-------- Data shown --------
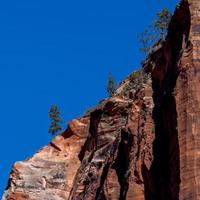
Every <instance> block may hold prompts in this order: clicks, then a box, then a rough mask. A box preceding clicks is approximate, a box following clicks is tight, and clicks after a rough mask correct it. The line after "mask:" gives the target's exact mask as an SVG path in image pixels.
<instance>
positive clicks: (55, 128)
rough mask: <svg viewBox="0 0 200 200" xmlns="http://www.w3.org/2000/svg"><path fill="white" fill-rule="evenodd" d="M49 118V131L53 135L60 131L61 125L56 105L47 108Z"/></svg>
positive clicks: (59, 116)
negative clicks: (60, 123) (58, 131)
mask: <svg viewBox="0 0 200 200" xmlns="http://www.w3.org/2000/svg"><path fill="white" fill-rule="evenodd" d="M49 118H50V121H51V124H50V127H49V133H50V134H52V135H55V134H56V133H57V132H58V131H61V130H62V128H61V125H60V123H61V122H62V120H61V117H60V111H59V109H58V107H57V106H56V105H52V106H51V108H50V110H49Z"/></svg>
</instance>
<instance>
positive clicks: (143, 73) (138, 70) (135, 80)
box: [122, 69, 148, 94]
mask: <svg viewBox="0 0 200 200" xmlns="http://www.w3.org/2000/svg"><path fill="white" fill-rule="evenodd" d="M128 79H129V82H128V83H127V85H125V87H124V89H123V92H122V94H125V93H126V92H128V91H130V90H135V91H136V90H138V89H140V88H141V87H142V85H143V84H144V83H146V82H147V79H148V74H146V73H145V72H144V71H143V70H142V69H140V70H137V71H134V72H133V73H131V74H130V75H129V76H128Z"/></svg>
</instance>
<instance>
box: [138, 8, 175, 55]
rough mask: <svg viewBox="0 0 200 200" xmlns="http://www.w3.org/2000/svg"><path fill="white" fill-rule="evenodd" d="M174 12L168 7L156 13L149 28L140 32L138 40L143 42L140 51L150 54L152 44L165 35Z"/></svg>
mask: <svg viewBox="0 0 200 200" xmlns="http://www.w3.org/2000/svg"><path fill="white" fill-rule="evenodd" d="M171 17H172V14H171V13H170V11H169V10H168V9H167V8H164V9H162V10H161V11H160V12H158V13H157V14H156V19H155V21H154V22H153V23H152V25H150V26H149V27H148V28H147V29H145V30H144V31H143V32H142V33H140V34H138V41H139V42H140V44H141V48H140V51H141V52H142V53H144V54H148V53H149V51H150V50H151V48H152V46H153V45H154V44H155V43H156V42H157V41H159V40H160V39H161V38H163V37H165V36H166V34H167V30H168V26H169V22H170V20H171Z"/></svg>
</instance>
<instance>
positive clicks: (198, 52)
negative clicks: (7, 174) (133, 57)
mask: <svg viewBox="0 0 200 200" xmlns="http://www.w3.org/2000/svg"><path fill="white" fill-rule="evenodd" d="M199 56H200V1H199V0H188V1H187V0H183V1H181V3H180V5H179V6H178V7H177V8H176V10H175V14H174V16H173V17H172V20H171V23H170V26H169V32H168V35H167V37H166V38H165V39H163V40H162V41H160V42H159V43H158V44H157V45H155V46H154V48H153V49H152V51H151V53H150V54H149V56H148V58H147V60H146V61H145V62H144V65H143V67H142V69H143V72H141V73H135V74H132V75H131V76H129V77H128V78H127V79H126V80H124V81H123V82H122V83H121V85H120V86H119V88H118V89H117V91H116V93H115V94H114V95H113V97H111V98H108V99H105V100H103V101H101V102H100V103H99V105H98V106H97V107H96V108H95V109H93V110H91V111H90V112H88V113H87V114H85V116H83V117H81V118H78V119H76V120H73V121H71V122H70V123H69V125H68V128H67V130H66V131H64V132H63V133H62V134H61V135H59V136H57V137H56V138H55V139H54V140H53V141H52V142H51V143H50V144H49V145H47V146H46V147H44V148H43V149H41V150H40V151H39V152H37V153H36V154H35V155H34V156H33V157H32V158H30V159H28V160H26V161H23V162H17V163H15V165H14V166H13V170H12V172H11V174H10V179H9V183H8V187H7V189H6V190H5V193H4V196H3V200H23V199H30V200H41V199H42V200H45V199H48V200H54V199H55V200H64V199H68V200H197V199H200V172H199V159H200V135H199V132H200V95H199V94H200V93H199V89H200V59H199ZM144 72H145V73H144Z"/></svg>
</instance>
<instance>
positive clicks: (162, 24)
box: [154, 8, 172, 37]
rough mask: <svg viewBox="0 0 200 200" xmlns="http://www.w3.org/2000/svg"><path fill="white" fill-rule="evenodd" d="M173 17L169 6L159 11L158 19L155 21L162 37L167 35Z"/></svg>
mask: <svg viewBox="0 0 200 200" xmlns="http://www.w3.org/2000/svg"><path fill="white" fill-rule="evenodd" d="M171 18H172V14H171V13H170V11H169V10H168V9H167V8H164V9H162V10H161V11H160V12H158V13H157V19H156V20H155V21H154V27H155V29H156V30H157V32H158V33H159V34H160V37H163V36H165V35H166V33H167V29H168V26H169V22H170V20H171Z"/></svg>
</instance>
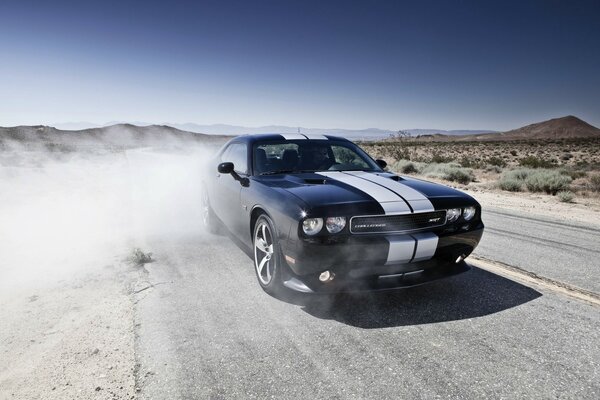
--------
What you should do: Repeat exactly and only the lines from the start of the data above through the line that holds "118V131L53 135L60 131L61", inclusive. Pictures do not belong in the copy.

Task output:
Every <instance> block may hold prompts in this order: clicks, then a box, then a rough mask. A box preceding clicks is approximate, a box following clicks is tight, and clicks after a rough mask correct it. The line after "mask:" gives the target's exact mask as an SVG path in image pixels.
<instance>
positive clicks: (55, 128)
rough mask: <svg viewBox="0 0 200 200" xmlns="http://www.w3.org/2000/svg"><path fill="white" fill-rule="evenodd" d="M49 118V131L53 135L60 131L61 125L56 105L47 108Z"/></svg>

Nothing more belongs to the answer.